Aufgabenstellung:
1. Entscheide für jede der Aussagen (a), (b) und (c), ob sie mit dem Text über die Hitlerpropaganda übereinstimmt, und belege jede Antwort mit einem wörtlichen Zitat aus dem Text. (a) Hitlers Wähler waren größtenteils frühere Nichtwähler. (b) Die Hitlerpropaganda klärte den »kleinen Mann« über das Wesen der »Rettung« auf. (c) In gewissen sozialistischen Kreisen wurde diskutiert, ob der Nationalsozialismus die politische Bewegung des Kleinbürgertums sei.
2. Wofür war die alte Armee laut dem Text über die Hitlerpropaganda für große kleinbürgerliche Massen der Inbegriff?
3. Gib den Teil des Textes über die Hitlerpropaganda wörtlich wieder, der mit den Worten „Dass sie nur“ beginnt und mit „Herrenschicht zu erwecken.“ endet.

++++ Dokumenttext

Hitlers Wähler waren in ihrem Gros die früheren apolitischen oder, wie die Hitlerpropaganda sie zu nennen pflegt, »unverbildeten« Nichtwähler, die sich von Hitler gefangen nehmen ließen, weil seine Propaganda es darauf anlegte, in ihnen die Illusion zu erwecken, dass es auf sie ankomme, alles nur von ihrer Kraft abhänge und sie die Herren werden müssten. Die Hitlerpropaganda betörte diese Schichten durch solche Illusionen und schuf ihnen die Einbildung der Kraft in einem Augenblick, da sie sich verloren fühlten.

Dass sie nur wie Narren am Seile geführt wurden, drang nicht in ihr Bewusstsein, da die Hitlerpropaganda alles daransetzte, um in ihnen die Illusion der eigenen Kraft zu nähren. Diese Methode der Hitlerpropaganda sah es vor allem auch auf Verwirrung ab und erreichte es, dass sogar in gewissen sozialistischen Kreisen ernsthaft diskutiert wurde, ob der Nationalsozialismus die politische Bewegung des Kleinbürgertums sei, während es in Wirklichkeit der Hitlerpropaganda nur darauf ankam, in diesen Massen die Illusion der Mitbestimmung, die Illusion der Herrenschicht zu erwecken.

Der Zusammenbruch des Reiches, die klägliche Kapitulation der Fürsten, die eine hundertjährige Herrschaft wie einen alten Lappen preisgaben, die Auflösung der alten Armee, die gerade für große kleinbürgerliche Massen der Inbegriff der Macht gewesen war, der Versailler Vertrag, vor allem aber die Gefahr des Ruins der wirtschaftlichen Existenz durch die Entwertung der Mark, durch die wirtschaftliche Krise und ihre Folgen machten Millionen Menschen für Abenteurer reif, die ihnen die Illusionen der Wiederkehr des alten Glanzes, der alten Herrlichkeit vorgaukelten. Hitler als Mann der Reichswehr und Schwerindustrie wie der Junker kannte die Ziele des neudeutschen Imperialismus, und diese Kenntnisse gaben ihm eine gewisse Sicherheit, um seinen Anhängern sein »Programm« als einzige Rettungsmöglichkeit immer wieder vor Augen zu führen, ein anderes war es nur, dass diese »Rettung« sich Hitler und seinen politischen Hintermännern nicht so darstellte wie dem »kleinen Mann«, den die Hitlerpropaganda absichtlich über das Wesen dieser »Rettung« im Dunkeln ließ.

++++++++
++++ Bereitgestelltes Material

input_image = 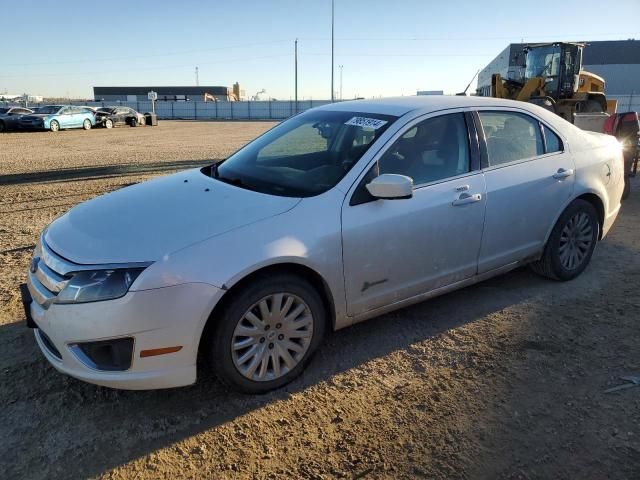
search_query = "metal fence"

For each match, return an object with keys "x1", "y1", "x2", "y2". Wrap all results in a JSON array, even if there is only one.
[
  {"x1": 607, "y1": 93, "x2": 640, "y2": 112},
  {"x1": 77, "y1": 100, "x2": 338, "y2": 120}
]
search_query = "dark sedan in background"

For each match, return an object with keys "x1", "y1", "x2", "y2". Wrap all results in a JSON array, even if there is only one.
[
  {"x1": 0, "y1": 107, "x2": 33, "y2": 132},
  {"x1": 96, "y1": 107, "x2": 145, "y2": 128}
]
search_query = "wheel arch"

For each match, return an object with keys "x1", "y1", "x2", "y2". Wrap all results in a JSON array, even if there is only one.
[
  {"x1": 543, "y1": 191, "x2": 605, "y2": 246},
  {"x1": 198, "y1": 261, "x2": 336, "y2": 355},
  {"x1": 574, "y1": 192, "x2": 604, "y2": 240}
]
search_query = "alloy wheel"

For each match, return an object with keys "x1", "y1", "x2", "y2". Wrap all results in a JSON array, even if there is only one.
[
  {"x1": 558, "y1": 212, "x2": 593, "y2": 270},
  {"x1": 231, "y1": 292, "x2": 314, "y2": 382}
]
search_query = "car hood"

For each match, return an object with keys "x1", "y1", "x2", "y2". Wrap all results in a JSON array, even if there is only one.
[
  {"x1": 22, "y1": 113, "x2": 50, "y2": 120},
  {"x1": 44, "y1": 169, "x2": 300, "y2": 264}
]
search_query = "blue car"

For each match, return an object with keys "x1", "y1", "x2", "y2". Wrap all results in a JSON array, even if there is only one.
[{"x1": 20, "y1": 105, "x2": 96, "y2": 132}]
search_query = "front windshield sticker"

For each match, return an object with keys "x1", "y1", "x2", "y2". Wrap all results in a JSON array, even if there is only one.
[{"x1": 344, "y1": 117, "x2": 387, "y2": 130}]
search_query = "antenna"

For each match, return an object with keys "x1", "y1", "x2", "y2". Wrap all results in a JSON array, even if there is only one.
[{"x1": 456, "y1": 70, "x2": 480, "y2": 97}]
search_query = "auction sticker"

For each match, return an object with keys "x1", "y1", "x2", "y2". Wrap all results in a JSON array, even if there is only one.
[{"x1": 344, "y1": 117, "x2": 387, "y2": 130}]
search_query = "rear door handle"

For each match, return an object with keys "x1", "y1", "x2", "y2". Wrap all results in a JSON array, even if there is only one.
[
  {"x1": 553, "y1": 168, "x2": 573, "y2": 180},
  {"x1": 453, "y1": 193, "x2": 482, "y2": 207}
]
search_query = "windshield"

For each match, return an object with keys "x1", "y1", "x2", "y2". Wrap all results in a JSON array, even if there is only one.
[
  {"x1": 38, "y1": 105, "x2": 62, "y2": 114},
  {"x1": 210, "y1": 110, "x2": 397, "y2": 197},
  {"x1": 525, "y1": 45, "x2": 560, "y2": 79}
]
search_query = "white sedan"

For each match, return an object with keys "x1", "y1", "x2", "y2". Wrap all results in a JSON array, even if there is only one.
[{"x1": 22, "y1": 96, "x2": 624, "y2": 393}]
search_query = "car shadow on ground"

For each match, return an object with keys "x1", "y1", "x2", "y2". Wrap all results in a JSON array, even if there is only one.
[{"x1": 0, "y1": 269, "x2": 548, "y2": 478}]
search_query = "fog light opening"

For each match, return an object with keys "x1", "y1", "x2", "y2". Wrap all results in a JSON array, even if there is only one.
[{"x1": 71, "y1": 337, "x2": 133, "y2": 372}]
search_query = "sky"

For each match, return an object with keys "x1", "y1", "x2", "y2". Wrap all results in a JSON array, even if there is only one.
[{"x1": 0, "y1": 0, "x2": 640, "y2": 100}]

++++++++

Lösungen zur Übung:
1.
(a) Ja: „Hitlers Wähler waren in ihrem Gros die früheren apolitischen oder, wie die Hitlerpropaganda sie zu nennen pflegt, »unverbildeten« Nichtwähler“
(b) Nein: „den die Hitlerpropaganda absichtlich über das Wesen dieser »Rettung« im Dunkeln ließ“
(c) Ja: „dass sogar in gewissen sozialistischen Kreisen ernsthaft diskutiert wurde, ob der Nationalsozialismus die politische Bewegung des Kleinbürgertums sei“

2. Sie war für sie der Inbegriff der Macht.

3.
Dass sie nur wie Narren am Seile geführt wurden, drang nicht in ihr Bewusstsein, da die Hitlerpropaganda alles daransetzte, um in ihnen die Illusion der eigenen Kraft zu nähren. Diese Methode der Hitlerpropaganda sah es vor allem auch auf Verwirrung ab und erreichte es, dass sogar in gewissen sozialistischen Kreisen ernsthaft diskutiert wurde, ob der Nationalsozialismus die politische Bewegung des Kleinbürgertums sei, während es in Wirklichkeit der Hitlerpropaganda nur darauf ankam, in diesen Massen die Illusion der Mitbestimmung, die Illusion der Herrenschicht zu erwecken.